■ **SELECTED PASSAGE**
One of the common fixtures in coral reefs are the sponges. These sponges (Porifera) are ancient immobile aquatic organisms, permanently attached to substrates like rocks and corals. Sponges are quite firm as they have a network of calcium carbonate or siliceous skeletal structure that creates their sturdy framework. Due to the high diversity of sponges, at least 5,000 species in existence and most of them occur in the ocean, they come in different shapes and sizes.
Though sponges are “simple” organisms with no organs, they do have specialised cells to carry out different functions. Some cells can be transformed to create gametes, and others can be made to transfer digested food throughout the entire sponge. So sponges are made up by individual cells with specific duties to carry out and can only live if all of these cells are in synergy and available to carry out their role - the epitome of teamwork!

■ **THE DATA**

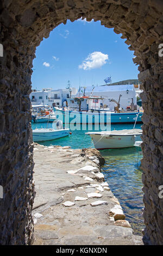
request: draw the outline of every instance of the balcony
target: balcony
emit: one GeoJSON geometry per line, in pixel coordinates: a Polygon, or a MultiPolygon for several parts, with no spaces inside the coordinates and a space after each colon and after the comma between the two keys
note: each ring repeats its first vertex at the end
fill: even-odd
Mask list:
{"type": "Polygon", "coordinates": [[[60,97],[51,97],[49,98],[49,100],[60,100],[60,97]]]}

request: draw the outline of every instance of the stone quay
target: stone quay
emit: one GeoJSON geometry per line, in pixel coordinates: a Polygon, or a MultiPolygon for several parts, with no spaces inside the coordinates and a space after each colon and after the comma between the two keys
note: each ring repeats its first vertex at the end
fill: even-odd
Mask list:
{"type": "Polygon", "coordinates": [[[34,143],[34,245],[142,245],[105,181],[95,149],[34,143]]]}

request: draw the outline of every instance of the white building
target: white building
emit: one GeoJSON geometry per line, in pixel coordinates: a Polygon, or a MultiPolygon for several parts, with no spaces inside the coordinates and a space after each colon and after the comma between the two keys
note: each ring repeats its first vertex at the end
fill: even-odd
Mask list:
{"type": "MultiPolygon", "coordinates": [[[[71,89],[72,95],[75,95],[77,89],[71,89]]],[[[43,88],[42,90],[33,91],[29,97],[32,105],[49,105],[52,106],[55,103],[57,106],[61,107],[64,102],[70,97],[70,89],[59,89],[53,90],[52,88],[43,88]]]]}
{"type": "Polygon", "coordinates": [[[87,87],[85,95],[93,96],[102,96],[102,106],[106,105],[110,110],[114,110],[117,104],[112,101],[117,102],[120,100],[120,107],[126,108],[131,103],[136,105],[137,103],[135,90],[133,84],[124,84],[118,86],[97,86],[92,90],[92,87],[87,87]],[[121,95],[121,96],[120,96],[121,95]]]}

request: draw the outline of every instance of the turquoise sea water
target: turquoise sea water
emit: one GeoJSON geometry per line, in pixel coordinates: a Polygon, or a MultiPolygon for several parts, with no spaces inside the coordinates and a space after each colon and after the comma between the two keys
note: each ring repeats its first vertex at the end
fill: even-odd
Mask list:
{"type": "MultiPolygon", "coordinates": [[[[32,124],[32,128],[46,128],[47,123],[32,124]]],[[[135,128],[140,129],[142,124],[136,125],[135,128]]],[[[133,124],[112,125],[111,130],[131,129],[133,124]]],[[[52,127],[49,123],[48,127],[52,127]]],[[[79,128],[79,127],[78,127],[79,128]]],[[[42,145],[60,145],[70,146],[73,149],[94,148],[90,136],[85,132],[89,130],[72,131],[68,137],[47,142],[39,142],[42,145]]],[[[91,130],[90,131],[92,131],[91,130]]],[[[142,209],[143,192],[141,187],[141,170],[140,160],[142,157],[142,152],[139,152],[136,147],[126,149],[106,149],[101,150],[102,155],[105,159],[103,167],[103,173],[111,190],[118,198],[123,211],[140,220],[126,215],[126,220],[129,221],[136,234],[142,234],[144,228],[142,209]]]]}

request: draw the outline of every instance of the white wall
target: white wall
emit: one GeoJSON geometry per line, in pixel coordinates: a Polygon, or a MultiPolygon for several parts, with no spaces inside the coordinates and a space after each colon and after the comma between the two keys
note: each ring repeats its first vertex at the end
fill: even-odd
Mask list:
{"type": "Polygon", "coordinates": [[[29,95],[32,104],[33,105],[48,105],[48,94],[44,91],[32,92],[29,95]],[[32,99],[33,96],[34,99],[32,99]],[[42,99],[40,99],[40,97],[42,99]]]}
{"type": "MultiPolygon", "coordinates": [[[[91,93],[88,92],[86,94],[87,95],[90,95],[91,93]]],[[[93,93],[92,96],[101,96],[105,98],[104,100],[102,101],[102,102],[103,102],[103,105],[104,104],[108,105],[108,107],[109,108],[110,110],[112,110],[114,109],[115,106],[117,106],[117,104],[114,102],[110,102],[109,100],[109,99],[113,99],[118,102],[120,94],[122,95],[120,101],[120,107],[123,107],[123,108],[126,108],[127,106],[130,105],[132,102],[131,98],[133,98],[134,105],[136,104],[136,93],[135,90],[129,91],[128,93],[127,93],[126,91],[98,92],[93,93]]]]}

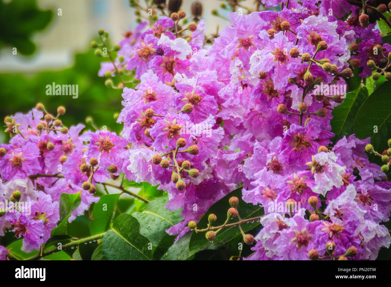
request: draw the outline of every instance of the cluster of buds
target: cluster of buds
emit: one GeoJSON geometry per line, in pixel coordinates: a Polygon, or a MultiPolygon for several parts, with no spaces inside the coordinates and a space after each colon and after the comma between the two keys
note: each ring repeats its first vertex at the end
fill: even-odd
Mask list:
{"type": "MultiPolygon", "coordinates": [[[[57,115],[55,118],[53,115],[49,114],[46,111],[43,105],[41,103],[37,104],[35,107],[37,110],[43,112],[45,114],[45,121],[41,122],[37,125],[36,127],[35,127],[36,129],[40,135],[44,131],[46,131],[47,134],[48,134],[50,131],[53,131],[55,134],[57,134],[57,132],[64,134],[68,133],[68,129],[64,127],[62,122],[59,119],[60,116],[62,116],[65,113],[65,108],[64,107],[60,106],[57,108],[57,115]]],[[[14,135],[17,134],[19,134],[24,138],[24,136],[20,132],[19,129],[21,124],[16,123],[14,118],[13,119],[10,117],[5,117],[4,122],[5,124],[5,127],[6,128],[4,132],[9,133],[10,136],[11,138],[14,135]]],[[[54,149],[54,144],[50,141],[48,137],[46,148],[49,151],[54,149]]]]}
{"type": "Polygon", "coordinates": [[[369,153],[373,153],[381,158],[382,161],[385,164],[382,166],[382,171],[385,173],[388,172],[390,163],[391,163],[391,139],[388,140],[387,144],[388,148],[384,150],[381,154],[375,151],[373,149],[373,146],[371,144],[367,144],[365,146],[366,152],[369,153]]]}
{"type": "Polygon", "coordinates": [[[186,184],[183,179],[187,174],[193,178],[198,176],[199,172],[196,168],[192,168],[191,163],[188,160],[183,161],[178,161],[177,155],[178,153],[187,153],[195,155],[198,153],[198,148],[196,145],[192,145],[187,149],[179,150],[186,146],[186,141],[183,137],[178,139],[176,141],[176,148],[172,150],[163,155],[156,154],[152,157],[152,162],[154,164],[160,164],[164,169],[172,168],[171,180],[176,184],[176,188],[179,190],[183,190],[186,188],[186,184]],[[171,155],[172,155],[172,159],[171,159],[171,155]],[[166,156],[166,159],[163,159],[163,157],[166,156]],[[173,162],[172,164],[170,162],[173,162]]]}
{"type": "Polygon", "coordinates": [[[377,64],[373,60],[369,60],[367,62],[367,66],[373,70],[372,77],[373,80],[378,80],[380,76],[383,75],[387,81],[391,80],[391,52],[388,53],[386,57],[383,53],[384,49],[380,45],[375,45],[373,49],[376,49],[378,51],[378,57],[380,59],[377,62],[377,64]]]}
{"type": "Polygon", "coordinates": [[[319,253],[317,250],[312,249],[308,253],[308,258],[311,260],[318,260],[319,259],[330,259],[332,260],[347,260],[347,257],[353,258],[357,256],[358,251],[357,248],[354,246],[351,246],[348,248],[345,254],[340,256],[335,257],[334,254],[335,253],[337,246],[334,241],[328,241],[326,244],[326,249],[327,253],[325,254],[323,257],[319,257],[319,253]]]}
{"type": "MultiPolygon", "coordinates": [[[[317,60],[315,59],[315,56],[318,52],[326,50],[327,46],[327,43],[325,41],[319,42],[317,43],[316,50],[312,57],[308,53],[305,53],[303,55],[301,55],[297,48],[292,48],[289,51],[289,55],[292,58],[300,57],[303,62],[309,63],[308,68],[302,76],[299,78],[289,78],[288,80],[290,83],[295,85],[303,90],[303,96],[298,107],[300,113],[289,111],[286,105],[283,104],[279,105],[277,107],[277,110],[280,114],[290,114],[298,116],[300,117],[299,123],[300,125],[302,125],[303,117],[305,116],[313,115],[320,118],[325,118],[327,116],[328,114],[327,109],[330,109],[328,107],[330,105],[330,100],[339,103],[343,101],[343,99],[341,95],[335,95],[332,96],[324,96],[323,94],[317,95],[315,96],[315,100],[319,102],[323,101],[324,107],[319,109],[315,112],[306,112],[308,107],[307,104],[304,102],[304,99],[307,93],[314,89],[317,85],[320,85],[323,82],[323,79],[321,77],[317,77],[314,78],[310,72],[311,66],[313,64],[321,67],[325,71],[330,73],[332,76],[334,77],[335,80],[337,79],[339,77],[349,78],[353,74],[352,70],[349,68],[339,72],[337,66],[335,65],[332,64],[330,62],[330,60],[328,59],[324,58],[320,60],[317,60]]],[[[306,123],[307,121],[305,123],[306,123]]]]}
{"type": "Polygon", "coordinates": [[[389,11],[391,8],[391,2],[384,0],[371,0],[371,1],[361,1],[355,0],[347,0],[352,5],[357,6],[357,15],[359,15],[359,21],[360,25],[363,28],[366,28],[369,24],[373,24],[380,19],[385,21],[388,26],[391,27],[388,19],[383,14],[389,11]]]}
{"type": "Polygon", "coordinates": [[[192,221],[188,224],[188,226],[191,230],[194,230],[196,232],[206,232],[205,237],[208,241],[212,242],[217,236],[217,234],[224,228],[238,225],[243,236],[243,241],[246,244],[251,245],[254,242],[254,237],[250,234],[246,234],[242,228],[241,225],[255,220],[259,220],[260,217],[249,218],[242,220],[239,214],[237,207],[239,205],[239,199],[236,196],[232,196],[230,198],[230,205],[231,207],[228,210],[227,212],[227,219],[224,224],[219,226],[213,226],[212,225],[217,220],[217,217],[215,214],[210,214],[208,217],[208,227],[204,229],[197,229],[197,223],[195,221],[192,221]],[[229,224],[230,221],[237,217],[239,221],[234,223],[229,224]]]}

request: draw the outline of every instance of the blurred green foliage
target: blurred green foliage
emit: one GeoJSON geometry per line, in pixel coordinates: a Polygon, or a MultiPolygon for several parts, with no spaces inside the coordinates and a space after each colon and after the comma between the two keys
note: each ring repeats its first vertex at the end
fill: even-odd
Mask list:
{"type": "MultiPolygon", "coordinates": [[[[122,125],[117,123],[114,118],[120,111],[122,91],[107,87],[104,78],[98,76],[102,59],[94,55],[89,48],[83,53],[75,56],[72,68],[59,71],[47,71],[33,74],[0,74],[0,115],[4,118],[18,112],[26,113],[38,102],[45,105],[47,110],[56,114],[57,107],[63,105],[66,109],[61,120],[66,126],[79,123],[85,124],[86,117],[91,116],[97,127],[106,126],[108,130],[119,133],[122,125]],[[78,85],[79,96],[72,95],[46,94],[46,85],[78,85]]],[[[87,128],[94,130],[87,125],[87,128]]],[[[4,132],[2,129],[2,133],[4,132]]],[[[0,135],[2,141],[7,141],[8,135],[0,135]],[[3,135],[3,136],[1,136],[3,135]],[[7,136],[5,137],[5,135],[7,136]],[[5,138],[4,137],[5,137],[5,138]]]]}
{"type": "Polygon", "coordinates": [[[35,0],[0,0],[0,48],[14,47],[23,55],[31,55],[36,50],[32,34],[45,29],[52,17],[52,11],[38,10],[35,0]]]}

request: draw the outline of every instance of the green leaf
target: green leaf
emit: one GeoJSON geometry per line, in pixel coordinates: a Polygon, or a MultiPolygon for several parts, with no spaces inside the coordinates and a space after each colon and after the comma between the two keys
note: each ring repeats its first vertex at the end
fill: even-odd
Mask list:
{"type": "Polygon", "coordinates": [[[90,222],[90,232],[91,235],[102,233],[109,228],[120,194],[103,195],[95,204],[92,211],[92,220],[90,222]]]}
{"type": "Polygon", "coordinates": [[[24,260],[32,257],[39,253],[38,251],[33,251],[30,253],[26,253],[22,251],[22,248],[23,239],[19,239],[13,242],[7,246],[7,249],[9,251],[9,256],[18,260],[24,260]]]}
{"type": "Polygon", "coordinates": [[[60,196],[60,221],[52,230],[52,237],[66,234],[68,219],[81,202],[81,191],[75,194],[61,193],[60,196]]]}
{"type": "Polygon", "coordinates": [[[334,143],[343,137],[353,133],[353,122],[357,112],[368,97],[368,90],[365,86],[346,94],[343,102],[334,108],[331,112],[333,118],[330,121],[331,131],[335,135],[332,139],[334,143]]]}
{"type": "Polygon", "coordinates": [[[53,254],[50,254],[43,257],[43,260],[70,260],[72,259],[64,251],[59,251],[53,254]]]}
{"type": "Polygon", "coordinates": [[[183,219],[181,217],[181,209],[170,211],[164,207],[168,203],[167,196],[152,200],[147,205],[142,212],[132,214],[140,224],[140,234],[156,246],[166,234],[166,230],[183,219]]]}
{"type": "Polygon", "coordinates": [[[184,235],[171,246],[161,257],[161,260],[186,260],[189,259],[189,243],[191,235],[184,235]]]}
{"type": "Polygon", "coordinates": [[[95,250],[94,253],[92,253],[92,256],[91,257],[91,260],[106,260],[106,258],[103,256],[103,253],[102,251],[102,244],[100,244],[98,246],[97,249],[95,250]]]}
{"type": "MultiPolygon", "coordinates": [[[[264,214],[263,209],[258,205],[254,205],[252,203],[248,203],[242,199],[242,188],[238,188],[221,198],[217,202],[210,207],[197,224],[198,229],[203,229],[207,227],[208,217],[211,213],[213,213],[217,216],[217,220],[213,224],[213,226],[218,226],[224,224],[227,219],[227,211],[230,207],[229,200],[231,196],[236,196],[239,198],[239,205],[238,211],[242,219],[246,219],[251,217],[260,216],[264,214]]],[[[233,223],[238,221],[237,218],[232,219],[229,223],[233,223]]],[[[242,225],[242,228],[245,232],[251,230],[259,225],[258,222],[248,223],[242,225]]],[[[210,246],[211,244],[205,237],[205,232],[198,233],[193,232],[190,239],[189,246],[190,254],[192,255],[199,251],[203,250],[210,246]]],[[[240,231],[237,226],[223,228],[217,234],[213,241],[214,245],[221,241],[224,243],[228,242],[240,234],[240,231]]]]}
{"type": "Polygon", "coordinates": [[[139,233],[140,225],[130,214],[123,213],[103,237],[102,252],[108,260],[153,259],[149,241],[139,233]]]}
{"type": "Polygon", "coordinates": [[[356,136],[361,139],[370,137],[375,150],[380,153],[387,147],[391,131],[390,90],[389,82],[379,86],[361,105],[354,121],[356,136]]]}

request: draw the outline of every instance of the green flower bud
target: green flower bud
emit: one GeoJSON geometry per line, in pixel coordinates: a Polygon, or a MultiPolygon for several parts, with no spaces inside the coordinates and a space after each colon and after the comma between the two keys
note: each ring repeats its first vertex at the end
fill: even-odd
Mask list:
{"type": "Polygon", "coordinates": [[[22,197],[22,195],[20,192],[18,190],[16,190],[11,194],[9,199],[13,202],[17,202],[20,200],[20,198],[22,197]]]}
{"type": "Polygon", "coordinates": [[[365,151],[369,153],[371,153],[375,152],[375,150],[373,149],[373,146],[371,144],[368,144],[365,146],[365,151]]]}

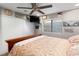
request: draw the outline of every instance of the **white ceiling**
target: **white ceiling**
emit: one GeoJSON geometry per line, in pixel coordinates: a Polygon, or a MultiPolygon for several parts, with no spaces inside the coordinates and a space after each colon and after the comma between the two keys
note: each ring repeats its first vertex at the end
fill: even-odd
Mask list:
{"type": "MultiPolygon", "coordinates": [[[[76,3],[52,3],[52,8],[41,9],[45,14],[52,14],[56,12],[61,12],[65,10],[79,8],[79,6],[74,6],[76,3]]],[[[51,3],[38,3],[38,6],[51,5],[51,3]]],[[[29,14],[31,10],[29,9],[18,9],[16,7],[32,7],[30,3],[0,3],[0,7],[11,9],[16,12],[23,14],[29,14]],[[26,10],[26,12],[24,11],[26,10]]],[[[39,12],[34,12],[33,15],[42,15],[39,12]]]]}

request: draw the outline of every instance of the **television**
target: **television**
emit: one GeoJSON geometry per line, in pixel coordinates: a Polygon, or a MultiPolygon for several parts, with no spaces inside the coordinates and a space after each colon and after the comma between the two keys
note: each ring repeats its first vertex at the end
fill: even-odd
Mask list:
{"type": "Polygon", "coordinates": [[[38,16],[30,16],[30,22],[40,23],[40,19],[38,16]]]}

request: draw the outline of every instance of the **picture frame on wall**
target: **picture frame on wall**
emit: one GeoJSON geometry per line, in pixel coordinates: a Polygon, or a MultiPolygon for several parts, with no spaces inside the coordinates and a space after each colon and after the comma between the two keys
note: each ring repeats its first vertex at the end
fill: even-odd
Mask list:
{"type": "Polygon", "coordinates": [[[4,14],[7,15],[7,16],[12,16],[13,12],[9,9],[4,9],[4,14]]]}

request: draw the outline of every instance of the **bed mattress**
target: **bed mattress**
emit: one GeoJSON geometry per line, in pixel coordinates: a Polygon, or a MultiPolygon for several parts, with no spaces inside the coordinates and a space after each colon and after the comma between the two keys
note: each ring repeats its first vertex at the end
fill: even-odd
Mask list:
{"type": "Polygon", "coordinates": [[[9,56],[66,56],[69,48],[68,40],[43,35],[15,44],[9,56]]]}

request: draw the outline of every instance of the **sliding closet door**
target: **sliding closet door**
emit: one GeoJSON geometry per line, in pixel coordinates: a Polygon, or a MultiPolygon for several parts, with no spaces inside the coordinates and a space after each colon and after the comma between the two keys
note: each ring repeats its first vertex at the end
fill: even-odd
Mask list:
{"type": "Polygon", "coordinates": [[[43,24],[44,32],[51,32],[51,20],[44,20],[43,24]]]}

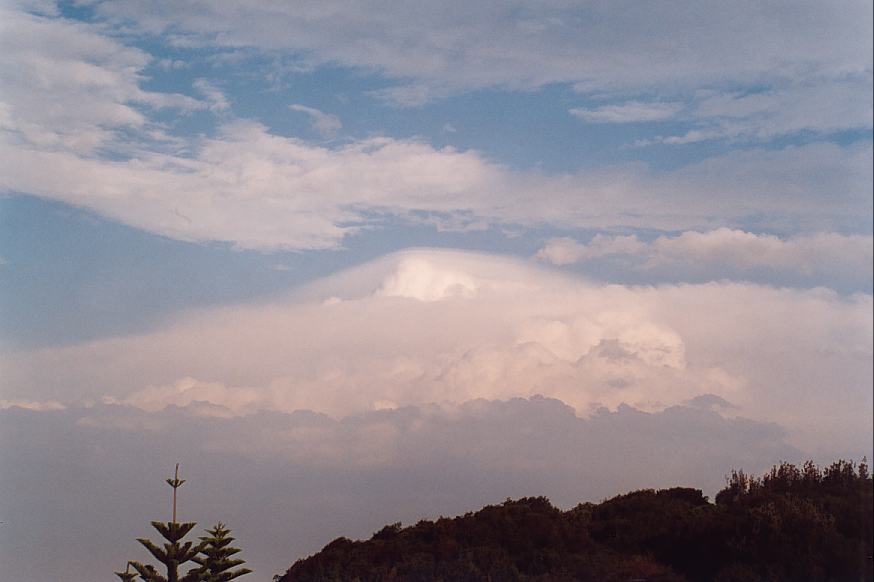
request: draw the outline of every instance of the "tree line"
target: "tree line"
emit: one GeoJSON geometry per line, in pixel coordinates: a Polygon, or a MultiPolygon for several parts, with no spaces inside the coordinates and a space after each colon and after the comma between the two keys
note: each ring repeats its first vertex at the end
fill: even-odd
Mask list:
{"type": "Polygon", "coordinates": [[[545,497],[369,540],[338,538],[276,582],[591,580],[857,582],[872,577],[866,461],[733,471],[711,503],[698,489],[645,489],[568,511],[545,497]]]}

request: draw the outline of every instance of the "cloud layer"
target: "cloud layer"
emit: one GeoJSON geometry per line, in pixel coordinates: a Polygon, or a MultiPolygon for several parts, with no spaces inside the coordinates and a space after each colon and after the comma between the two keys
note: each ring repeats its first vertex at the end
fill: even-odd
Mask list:
{"type": "Polygon", "coordinates": [[[871,6],[862,1],[94,5],[106,18],[179,42],[292,51],[431,91],[556,82],[601,91],[688,87],[811,71],[840,75],[871,65],[871,6]]]}
{"type": "Polygon", "coordinates": [[[710,393],[809,450],[868,434],[870,295],[751,284],[595,285],[489,255],[400,253],[291,300],[141,336],[6,354],[4,397],[205,414],[334,415],[544,394],[581,414],[710,393]]]}
{"type": "Polygon", "coordinates": [[[635,235],[595,235],[583,244],[570,237],[550,239],[536,253],[554,265],[610,261],[639,272],[700,273],[717,279],[757,272],[782,273],[832,286],[870,284],[871,236],[819,233],[782,239],[719,228],[687,231],[643,242],[635,235]]]}
{"type": "MultiPolygon", "coordinates": [[[[148,30],[163,30],[167,23],[158,13],[150,9],[146,16],[138,12],[139,6],[98,4],[97,10],[124,20],[132,17],[134,24],[148,30]]],[[[713,17],[735,9],[720,8],[713,17]]],[[[608,20],[628,17],[618,5],[611,4],[605,10],[608,14],[603,16],[608,20]]],[[[793,8],[791,13],[798,10],[793,8]]],[[[817,4],[805,10],[818,14],[825,9],[817,4]]],[[[461,10],[458,15],[468,11],[461,10]]],[[[456,17],[452,11],[445,12],[446,16],[456,17]]],[[[692,12],[699,14],[698,10],[692,12]]],[[[297,10],[292,13],[275,5],[230,3],[221,8],[180,3],[168,13],[175,15],[174,22],[180,29],[203,26],[204,30],[193,32],[221,32],[220,38],[231,45],[255,42],[248,32],[235,27],[266,25],[268,20],[274,25],[283,23],[282,39],[299,38],[289,30],[303,17],[297,10]],[[195,12],[200,15],[197,19],[193,19],[195,12]]],[[[263,250],[338,248],[346,236],[391,221],[437,223],[449,229],[511,225],[681,230],[753,225],[781,231],[870,231],[872,150],[864,141],[752,149],[671,170],[627,164],[559,175],[514,170],[476,151],[436,148],[417,139],[376,137],[320,147],[277,134],[255,121],[234,118],[229,101],[207,79],[195,79],[191,88],[203,99],[143,90],[143,71],[150,56],[107,36],[99,24],[49,18],[8,7],[3,14],[6,29],[5,50],[0,58],[4,77],[0,93],[0,188],[89,208],[164,236],[226,241],[240,248],[263,250]],[[70,103],[80,105],[73,108],[70,103]],[[155,121],[154,112],[162,108],[180,113],[217,113],[220,118],[216,132],[209,137],[174,135],[171,127],[155,121]],[[47,167],[52,172],[42,171],[47,167]]],[[[351,15],[341,14],[330,5],[323,6],[310,15],[307,26],[333,22],[342,27],[346,16],[351,15]]],[[[373,16],[357,20],[363,14],[356,15],[355,22],[366,22],[373,16]]],[[[585,20],[578,18],[580,23],[585,20]]],[[[818,26],[852,26],[853,22],[848,13],[834,10],[823,12],[818,26]]],[[[283,45],[271,30],[267,27],[264,34],[259,34],[267,43],[262,48],[271,48],[271,43],[279,43],[274,47],[277,49],[292,48],[283,45]]],[[[760,49],[765,54],[779,49],[790,62],[816,62],[818,67],[838,67],[840,61],[840,70],[864,76],[870,67],[858,60],[861,53],[850,51],[853,47],[844,46],[840,40],[850,36],[846,31],[832,40],[817,36],[825,44],[814,43],[815,51],[796,47],[791,38],[784,38],[782,44],[774,40],[776,45],[771,49],[760,49]]],[[[311,35],[302,38],[307,37],[311,35]]],[[[350,38],[353,40],[344,46],[355,46],[355,35],[350,38]]],[[[574,34],[572,38],[589,37],[574,34]]],[[[494,38],[492,41],[497,42],[494,38]]],[[[395,41],[386,42],[391,45],[395,41]]],[[[713,39],[709,42],[713,44],[713,39]]],[[[648,43],[641,41],[633,50],[643,50],[648,43]]],[[[585,46],[562,50],[571,48],[587,54],[585,46]]],[[[439,60],[440,53],[435,54],[439,60]]],[[[574,53],[574,62],[585,63],[579,54],[574,53]]],[[[649,53],[647,58],[651,58],[649,53]]],[[[720,55],[720,70],[730,70],[723,59],[720,55]]],[[[591,62],[602,60],[592,58],[591,62]]],[[[677,63],[675,59],[659,62],[671,66],[677,63]]],[[[750,62],[755,69],[770,60],[757,53],[757,59],[750,62]]],[[[625,66],[602,70],[601,66],[591,75],[608,84],[609,77],[599,76],[604,71],[628,70],[625,66]]],[[[442,65],[437,68],[443,70],[442,65]]],[[[406,69],[397,73],[402,74],[402,70],[406,69]]],[[[522,71],[524,67],[513,63],[513,70],[522,71]]],[[[565,80],[584,82],[590,75],[584,69],[573,70],[576,72],[568,73],[565,80]]],[[[706,69],[699,66],[696,70],[706,69]]],[[[672,71],[665,78],[684,74],[672,71]]],[[[755,76],[752,71],[750,74],[755,76]]],[[[551,78],[513,81],[496,77],[493,82],[525,85],[551,78]]],[[[619,79],[614,81],[621,84],[619,79]]],[[[861,95],[859,87],[858,83],[850,83],[848,94],[854,96],[852,99],[861,95]]],[[[815,91],[812,94],[819,95],[815,91]]],[[[711,95],[702,98],[700,109],[729,124],[765,127],[756,121],[757,112],[784,111],[781,104],[792,101],[779,95],[711,95]]],[[[805,107],[821,110],[823,99],[836,102],[832,97],[814,97],[805,101],[805,107]]],[[[677,105],[668,102],[667,106],[673,111],[677,105]]],[[[292,107],[312,117],[316,130],[325,135],[341,128],[339,120],[319,110],[292,107]]],[[[592,119],[642,120],[668,115],[665,107],[664,103],[626,101],[580,108],[578,112],[592,119]],[[655,114],[654,107],[658,109],[655,114]]],[[[823,124],[823,128],[844,127],[823,124]]],[[[719,127],[723,131],[727,126],[719,127]]],[[[745,131],[729,133],[740,135],[745,131]]]]}
{"type": "Polygon", "coordinates": [[[713,495],[732,467],[801,453],[774,425],[680,406],[578,418],[543,398],[420,406],[330,419],[312,412],[216,419],[197,406],[0,411],[0,559],[15,580],[87,582],[145,559],[181,462],[180,515],[229,524],[269,580],[340,535],[456,515],[506,497],[560,506],[639,487],[713,495]],[[11,446],[10,446],[11,445],[11,446]],[[69,532],[75,531],[76,535],[69,532]],[[35,560],[33,547],[55,548],[35,560]]]}

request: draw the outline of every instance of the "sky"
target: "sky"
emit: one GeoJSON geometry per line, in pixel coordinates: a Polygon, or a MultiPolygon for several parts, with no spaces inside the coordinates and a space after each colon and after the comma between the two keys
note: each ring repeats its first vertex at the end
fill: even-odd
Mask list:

■ **YOUR TASKS**
• 1. In the sponge passage, list the adjectives that stand directly before the word "organisms" in the sentence beginning "These sponges (Porifera)".
• 2. Quote the sponge passage from "Though sponges are" up to and including "epitome of teamwork!".

■ **SOLUTION SET**
• 1. ancient, immobile, aquatic

• 2.
Though sponges are “simple” organisms with no organs, they do have specialised cells to carry out different functions. Some cells can be transformed to create gametes, and others can be made to transfer digested food throughout the entire sponge. So sponges are made up by individual cells with specific duties to carry out and can only live if all of these cells are in synergy and available to carry out their role - the epitome of teamwork!